**EXERCISE DESCRIPTION**
Copy out every line of the data below that contains the string "helmet".

**MATERIAL TO PROCESS**
==================================================
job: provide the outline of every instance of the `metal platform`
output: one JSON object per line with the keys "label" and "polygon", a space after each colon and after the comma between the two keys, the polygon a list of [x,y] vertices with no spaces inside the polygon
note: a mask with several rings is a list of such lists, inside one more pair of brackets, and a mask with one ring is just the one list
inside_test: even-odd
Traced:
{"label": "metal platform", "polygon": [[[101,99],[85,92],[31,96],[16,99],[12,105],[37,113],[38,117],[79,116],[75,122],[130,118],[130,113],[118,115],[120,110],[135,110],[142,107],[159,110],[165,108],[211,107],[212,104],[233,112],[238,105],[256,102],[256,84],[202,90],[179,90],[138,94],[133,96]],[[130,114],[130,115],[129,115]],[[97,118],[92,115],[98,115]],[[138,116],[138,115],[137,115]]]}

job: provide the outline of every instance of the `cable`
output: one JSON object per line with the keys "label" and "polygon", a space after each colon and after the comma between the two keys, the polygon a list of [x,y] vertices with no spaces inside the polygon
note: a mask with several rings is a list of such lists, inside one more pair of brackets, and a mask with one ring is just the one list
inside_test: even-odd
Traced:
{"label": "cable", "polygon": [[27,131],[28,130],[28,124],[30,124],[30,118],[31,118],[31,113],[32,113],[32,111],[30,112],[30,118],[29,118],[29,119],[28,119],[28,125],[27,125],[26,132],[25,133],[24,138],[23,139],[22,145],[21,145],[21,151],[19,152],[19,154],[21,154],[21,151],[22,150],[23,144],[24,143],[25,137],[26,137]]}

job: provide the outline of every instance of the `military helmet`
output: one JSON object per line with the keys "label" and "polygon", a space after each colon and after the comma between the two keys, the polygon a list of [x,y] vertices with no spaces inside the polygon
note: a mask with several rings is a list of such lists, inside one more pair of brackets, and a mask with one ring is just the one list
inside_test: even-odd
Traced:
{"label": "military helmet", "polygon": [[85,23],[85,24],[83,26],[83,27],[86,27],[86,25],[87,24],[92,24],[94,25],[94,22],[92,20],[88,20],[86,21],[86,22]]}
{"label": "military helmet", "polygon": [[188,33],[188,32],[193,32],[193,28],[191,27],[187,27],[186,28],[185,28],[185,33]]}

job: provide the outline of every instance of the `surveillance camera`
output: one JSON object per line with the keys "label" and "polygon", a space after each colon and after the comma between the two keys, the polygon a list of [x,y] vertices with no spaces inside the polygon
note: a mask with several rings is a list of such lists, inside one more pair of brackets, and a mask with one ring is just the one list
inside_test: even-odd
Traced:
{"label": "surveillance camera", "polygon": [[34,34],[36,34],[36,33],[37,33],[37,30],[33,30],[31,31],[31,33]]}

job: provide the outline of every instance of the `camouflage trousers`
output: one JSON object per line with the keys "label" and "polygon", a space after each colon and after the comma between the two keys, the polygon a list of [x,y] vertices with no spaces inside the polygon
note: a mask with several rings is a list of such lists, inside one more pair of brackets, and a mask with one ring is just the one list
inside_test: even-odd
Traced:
==================================================
**TASK RESPONSE**
job: provide the outline of every instance of the `military helmet`
{"label": "military helmet", "polygon": [[85,23],[85,24],[83,26],[83,27],[86,27],[86,25],[87,24],[92,24],[94,25],[94,22],[92,20],[88,20],[86,21],[86,22]]}
{"label": "military helmet", "polygon": [[188,33],[188,32],[193,32],[193,28],[191,27],[187,27],[186,28],[185,28],[185,33]]}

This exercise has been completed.